- [What is expected] All entries should be printed precisely as written.

[[ Exercise data, beginning ]]

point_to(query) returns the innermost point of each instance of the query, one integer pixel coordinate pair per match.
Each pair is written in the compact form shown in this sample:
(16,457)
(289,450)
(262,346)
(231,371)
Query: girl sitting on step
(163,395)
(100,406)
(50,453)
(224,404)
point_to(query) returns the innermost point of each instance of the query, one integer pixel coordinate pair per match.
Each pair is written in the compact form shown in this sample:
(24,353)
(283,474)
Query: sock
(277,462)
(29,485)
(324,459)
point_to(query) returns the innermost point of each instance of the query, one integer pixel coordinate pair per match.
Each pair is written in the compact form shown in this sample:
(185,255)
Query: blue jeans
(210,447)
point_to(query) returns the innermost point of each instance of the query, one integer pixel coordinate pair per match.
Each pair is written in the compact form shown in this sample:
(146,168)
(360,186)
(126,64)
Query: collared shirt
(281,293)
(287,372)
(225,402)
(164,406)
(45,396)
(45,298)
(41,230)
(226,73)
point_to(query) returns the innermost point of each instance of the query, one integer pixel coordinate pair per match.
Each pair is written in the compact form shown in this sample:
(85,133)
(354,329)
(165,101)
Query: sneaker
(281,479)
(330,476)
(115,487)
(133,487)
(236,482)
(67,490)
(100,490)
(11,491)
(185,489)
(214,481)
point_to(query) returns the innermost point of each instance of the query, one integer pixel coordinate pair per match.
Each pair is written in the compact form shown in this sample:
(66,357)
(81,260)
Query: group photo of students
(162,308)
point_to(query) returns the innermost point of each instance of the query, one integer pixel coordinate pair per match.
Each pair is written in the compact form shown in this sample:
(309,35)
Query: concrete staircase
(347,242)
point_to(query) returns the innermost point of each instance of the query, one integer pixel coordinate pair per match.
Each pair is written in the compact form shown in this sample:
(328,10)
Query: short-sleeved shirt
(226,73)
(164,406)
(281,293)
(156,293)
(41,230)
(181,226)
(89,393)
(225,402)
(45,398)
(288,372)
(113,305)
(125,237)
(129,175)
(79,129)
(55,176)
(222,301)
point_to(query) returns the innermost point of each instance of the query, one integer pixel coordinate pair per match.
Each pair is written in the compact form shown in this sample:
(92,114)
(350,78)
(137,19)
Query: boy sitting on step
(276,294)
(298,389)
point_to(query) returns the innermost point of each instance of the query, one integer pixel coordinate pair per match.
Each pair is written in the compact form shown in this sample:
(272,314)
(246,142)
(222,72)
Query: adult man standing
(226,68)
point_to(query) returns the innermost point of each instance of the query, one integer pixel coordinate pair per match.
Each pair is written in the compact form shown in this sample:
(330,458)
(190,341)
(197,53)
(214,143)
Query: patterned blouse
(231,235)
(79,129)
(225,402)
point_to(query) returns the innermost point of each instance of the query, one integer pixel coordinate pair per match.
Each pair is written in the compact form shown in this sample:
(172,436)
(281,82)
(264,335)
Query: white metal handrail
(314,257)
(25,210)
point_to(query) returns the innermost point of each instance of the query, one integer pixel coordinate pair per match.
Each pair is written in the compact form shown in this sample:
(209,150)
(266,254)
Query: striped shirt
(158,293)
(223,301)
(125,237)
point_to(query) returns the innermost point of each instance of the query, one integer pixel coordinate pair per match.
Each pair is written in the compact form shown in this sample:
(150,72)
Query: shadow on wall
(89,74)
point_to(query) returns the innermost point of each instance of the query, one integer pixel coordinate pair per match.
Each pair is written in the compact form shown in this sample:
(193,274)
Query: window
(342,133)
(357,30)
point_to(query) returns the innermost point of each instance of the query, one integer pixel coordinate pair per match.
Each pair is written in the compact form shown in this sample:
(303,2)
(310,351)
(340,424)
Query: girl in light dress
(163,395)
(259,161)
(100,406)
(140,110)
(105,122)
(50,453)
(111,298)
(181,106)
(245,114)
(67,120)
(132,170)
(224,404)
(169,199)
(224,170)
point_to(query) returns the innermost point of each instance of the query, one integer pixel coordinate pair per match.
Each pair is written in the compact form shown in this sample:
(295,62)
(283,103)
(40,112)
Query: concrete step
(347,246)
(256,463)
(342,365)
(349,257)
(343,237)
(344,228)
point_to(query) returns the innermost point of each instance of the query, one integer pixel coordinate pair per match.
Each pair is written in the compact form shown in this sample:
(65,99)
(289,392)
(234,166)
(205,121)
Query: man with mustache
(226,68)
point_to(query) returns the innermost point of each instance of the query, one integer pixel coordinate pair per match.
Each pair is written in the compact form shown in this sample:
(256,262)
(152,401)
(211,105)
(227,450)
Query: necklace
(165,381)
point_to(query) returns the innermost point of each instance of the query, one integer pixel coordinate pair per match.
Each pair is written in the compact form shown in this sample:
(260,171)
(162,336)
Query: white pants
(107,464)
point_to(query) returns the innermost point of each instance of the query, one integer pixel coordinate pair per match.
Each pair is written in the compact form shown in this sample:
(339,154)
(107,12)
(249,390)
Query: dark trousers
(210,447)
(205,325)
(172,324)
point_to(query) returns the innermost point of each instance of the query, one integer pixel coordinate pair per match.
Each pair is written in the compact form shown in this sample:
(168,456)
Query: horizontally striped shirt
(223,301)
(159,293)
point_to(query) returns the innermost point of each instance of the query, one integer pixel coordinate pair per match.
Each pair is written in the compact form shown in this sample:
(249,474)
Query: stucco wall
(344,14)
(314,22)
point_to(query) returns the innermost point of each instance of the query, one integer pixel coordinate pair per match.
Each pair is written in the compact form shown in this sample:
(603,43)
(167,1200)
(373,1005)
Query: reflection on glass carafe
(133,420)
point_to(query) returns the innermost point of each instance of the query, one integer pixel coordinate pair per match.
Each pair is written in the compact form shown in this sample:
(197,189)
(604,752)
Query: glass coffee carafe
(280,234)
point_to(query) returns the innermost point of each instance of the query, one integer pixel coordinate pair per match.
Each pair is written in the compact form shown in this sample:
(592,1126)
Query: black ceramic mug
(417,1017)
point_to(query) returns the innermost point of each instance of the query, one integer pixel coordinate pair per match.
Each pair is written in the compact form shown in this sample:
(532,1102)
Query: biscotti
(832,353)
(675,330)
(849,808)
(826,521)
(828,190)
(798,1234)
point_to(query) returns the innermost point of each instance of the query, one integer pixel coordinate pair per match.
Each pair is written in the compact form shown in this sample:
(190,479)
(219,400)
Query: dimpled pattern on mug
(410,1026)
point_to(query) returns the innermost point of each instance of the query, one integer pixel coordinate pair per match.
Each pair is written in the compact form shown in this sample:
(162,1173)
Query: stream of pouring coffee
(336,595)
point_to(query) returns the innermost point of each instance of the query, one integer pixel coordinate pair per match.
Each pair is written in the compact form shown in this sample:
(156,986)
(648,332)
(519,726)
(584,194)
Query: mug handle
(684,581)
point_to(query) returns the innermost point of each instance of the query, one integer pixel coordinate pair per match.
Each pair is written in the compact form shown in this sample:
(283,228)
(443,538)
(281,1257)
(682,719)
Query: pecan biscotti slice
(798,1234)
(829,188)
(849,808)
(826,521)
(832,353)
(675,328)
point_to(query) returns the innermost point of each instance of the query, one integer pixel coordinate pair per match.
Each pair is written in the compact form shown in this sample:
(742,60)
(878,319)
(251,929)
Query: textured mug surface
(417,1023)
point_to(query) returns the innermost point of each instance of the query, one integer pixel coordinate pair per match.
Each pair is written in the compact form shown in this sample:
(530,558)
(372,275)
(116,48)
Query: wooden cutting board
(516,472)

[[ Exercise data, end ]]

- [Answer for this exercise]
point_to(query) returns the innermost point of each instance of the query, one integer pixel coordinate pair per match.
Each pair is written in the compact form shown in this sample:
(16,457)
(289,450)
(262,346)
(231,371)
Query: girl sitting on step
(163,395)
(100,406)
(50,453)
(224,404)
point_to(query) returns the innermost point of each instance of the query, one integer pixel coordinate pair per match.
Each pair is written in the compact form shown in this sample:
(24,353)
(283,474)
Query: sock
(277,462)
(29,485)
(324,459)
point_to(query) returns the innermost point of each instance of the query, one integer pixel coordinate pair per match.
Each pair is written in the compact form shown in this sample:
(185,255)
Query: blue jeans
(210,447)
point_to(query) returns the innermost point of each instance of the query, one integer pixel coordinate pair per match.
Each pair is written in the compact form shown in this sample:
(146,168)
(360,186)
(126,64)
Query: collared shirt
(281,293)
(287,372)
(225,402)
(164,406)
(45,396)
(45,298)
(41,230)
(226,73)
point_to(query) returns the innermost point of each instance of the query, one integer pixel coordinate pair per match.
Each pair is written in the compact form shown in this sample:
(85,133)
(354,329)
(165,101)
Query: sneaker
(281,479)
(330,476)
(115,487)
(133,487)
(236,482)
(67,490)
(100,490)
(11,491)
(185,489)
(214,481)
point_to(query) returns the innermost point of each instance of the query, one integer pixel coordinate pair per match.
Each pair is written in the compact form shown in this sample:
(66,357)
(81,260)
Query: group photo of students
(162,308)
point_to(query) returns the innermost point of each instance of the query, one integer pixel coordinate pair per match.
Each pair is written in the compact form shown in this sample:
(309,35)
Query: concrete staircase
(347,242)
point_to(query) returns the innermost point of each instance of the query, one integer pixel coordinate pair per match.
Each pair is written in the compact form shown in this sample:
(328,10)
Query: short-sleeved shirt
(226,73)
(164,406)
(281,293)
(156,293)
(41,230)
(181,226)
(89,393)
(225,402)
(45,398)
(288,372)
(113,305)
(125,237)
(129,175)
(79,129)
(55,176)
(222,301)
point_to(query) returns the innermost point of each instance of the query, one integer pixel coordinate pair per match.
Each pair is written in the compact form shown in this sample:
(92,114)
(350,78)
(137,19)
Query: boy sitting on step
(276,294)
(298,389)
point_to(query) returns the innermost point of each instance of the query, one integer pixel coordinate pair per match.
Each pair is written in the compact form shown in this sample:
(272,314)
(246,142)
(222,72)
Query: adult man standing
(226,68)
point_to(query) returns the innermost point of each instance of the query, one integer pixel coordinate pair per match.
Each pair is written in the compact form shown in this sample:
(330,458)
(190,341)
(197,53)
(214,143)
Query: patterned blouse
(231,235)
(79,129)
(225,402)
point_to(query) returns the innermost point of each instance of the query, one integer pixel coordinate pair per match.
Each pair is written in the compact form shown in this sample:
(172,436)
(281,82)
(264,335)
Query: white metal handrail
(314,257)
(25,210)
point_to(query) returns the innermost point of each instance of the query, one integer pixel coordinate pair per match.
Each pair is written in the compact form shown in this sample:
(209,150)
(266,254)
Query: striped shirt
(158,293)
(223,301)
(125,237)
point_to(query) returns the innermost point of each instance of the query, one integer pixel coordinate pair per match.
Each pair is written in the compact form shown in this sample:
(150,72)
Query: shadow on wall
(89,74)
point_to(query) returns the innermost point of each instance of the query, one integer pixel coordinate pair per match.
Each pair is written in the compact form shown in this sample:
(193,274)
Query: window
(342,133)
(357,30)
point_to(query) returns the innermost point of each instance of the query, one integer pixel coordinate pair per match.
Each pair is written in the compact form shown in this sample:
(303,2)
(310,351)
(340,424)
Query: girl in light dress
(163,395)
(259,161)
(100,406)
(140,110)
(105,122)
(50,453)
(111,298)
(181,106)
(245,114)
(67,120)
(132,170)
(224,404)
(169,199)
(224,170)
point_to(query) returns the innermost point of each instance of the query, one integer pixel coordinate pair per match.
Each pair is written in the compact form shown in this sample:
(295,62)
(283,103)
(40,112)
Query: concrete step
(347,246)
(256,463)
(342,365)
(349,257)
(343,237)
(344,228)
point_to(query) returns the innermost point of each instance of the query, one integer pixel coordinate pair per match.
Each pair is written in the compact form shown in this sample:
(65,99)
(289,392)
(234,166)
(205,121)
Query: man with mustache
(226,68)
point_to(query) returns the innermost point of each instance of the query, one integer pixel coordinate pair per match.
Each pair is written in the compact form shown in this sample:
(256,262)
(152,401)
(211,105)
(227,450)
Query: necklace
(165,381)
point_to(query) returns the innermost point of each instance of the query, one integer pixel coordinate pair per match.
Each pair is written in the compact form shown in this sample:
(260,171)
(162,336)
Query: white pants
(107,464)
point_to(query) returns the innermost point of each instance of the query, one integer pixel coordinate pair per match.
Each pair is written in the compact form shown in this sample:
(339,154)
(107,12)
(249,390)
Query: dark trousers
(210,447)
(205,325)
(172,324)
point_to(query) returns the innermost point of each instance of the query, one integer pixel coordinate pair per match.
Each pair is written in the compact form shown in this sample:
(168,456)
Query: horizontally striped shirt
(223,301)
(159,293)
point_to(query) returns the innermost point of each instance of the query, one integer pixel coordinate pair per match.
Each pair is written in the compact form shown in this sample:
(249,474)
Query: stucco wall
(344,14)
(314,22)
point_to(query) returns the innermost point of each instance of the query, one integer pixel coordinate pair per match.
Each pair is written in the compact form shown in this sample:
(603,43)
(167,1200)
(373,1005)
Query: reflection on glass carafe
(133,420)
point_to(query) returns the innermost point of each instance of the query, one integer pixel coordinate pair per match.
Each pair is written in the compact form shown in this sample:
(197,189)
(604,752)
Query: glass coffee carafe
(280,234)
point_to(query) returns the innermost point of each instance of the query, one integer pixel coordinate pair per match.
Each pair is written in the compact form shown in this sample:
(592,1126)
Query: black ceramic mug
(417,1017)
point_to(query) returns the innermost point of each instance of the query, one integer pixel coordinate pair per match.
Each pair is written in the compact form shown in this sample:
(532,1102)
Query: biscotti
(832,353)
(675,330)
(849,808)
(826,521)
(828,190)
(798,1234)
point_to(query) returns the innermost point of each instance of the query, one integer pixel coordinate pair per match.
Each pair is written in the compact form shown in this sample:
(190,479)
(219,400)
Query: dimpled pattern on mug
(410,1026)
point_to(query) returns the innermost point of each instance of the query, one integer pixel coordinate pair per match.
Each pair is written in the compact form shown in this sample:
(162,1173)
Query: stream of pouring coffee
(336,595)
point_to(query) returns the innermost point of each instance of the query, one integer pixel coordinate pair per match.
Each pair is written in the compact form shown in this sample:
(156,986)
(648,332)
(519,726)
(584,194)
Query: mug handle
(684,581)
point_to(query) returns the innermost point of each instance of the query, one integer pixel coordinate pair per match.
Each pair is written in the compact form shown in this sample:
(283,228)
(443,538)
(281,1257)
(682,719)
Query: pecan biscotti slice
(798,1234)
(829,188)
(849,808)
(826,521)
(832,353)
(675,328)
point_to(query) returns the innermost point of each instance of the query, one integer pixel coordinate pair per match.
Each pair is written in the compact form shown in this sample:
(742,60)
(878,319)
(251,929)
Query: textured mug surface
(417,1023)
point_to(query) returns the innermost point of each instance of the query, one integer pixel coordinate pair per match.
Each pair is written in the compact form shown in this sample:
(530,558)
(372,275)
(116,48)
Query: wooden cutting board
(516,472)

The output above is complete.